# Extracted material
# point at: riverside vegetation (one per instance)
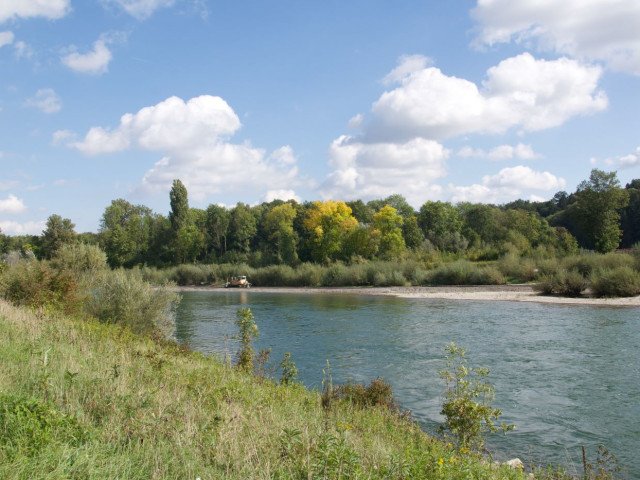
(566, 244)
(92, 388)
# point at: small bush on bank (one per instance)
(562, 283)
(517, 268)
(37, 284)
(80, 258)
(377, 394)
(124, 298)
(617, 282)
(465, 273)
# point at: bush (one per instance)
(467, 401)
(617, 282)
(80, 258)
(28, 425)
(377, 394)
(465, 273)
(124, 298)
(36, 284)
(517, 268)
(562, 283)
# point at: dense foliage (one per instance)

# Do this
Reproduce all of the material above word for word, leaving out the picture.

# Full output
# point at: riverside vegetation (one per instance)
(566, 244)
(92, 388)
# point at: small bush on bank (one per instance)
(562, 283)
(517, 268)
(37, 284)
(80, 258)
(377, 394)
(124, 298)
(617, 282)
(465, 273)
# point at: bush (one per instance)
(467, 401)
(617, 282)
(80, 258)
(28, 425)
(377, 394)
(465, 273)
(124, 298)
(36, 284)
(517, 268)
(562, 283)
# point at: dense foliage (one per instance)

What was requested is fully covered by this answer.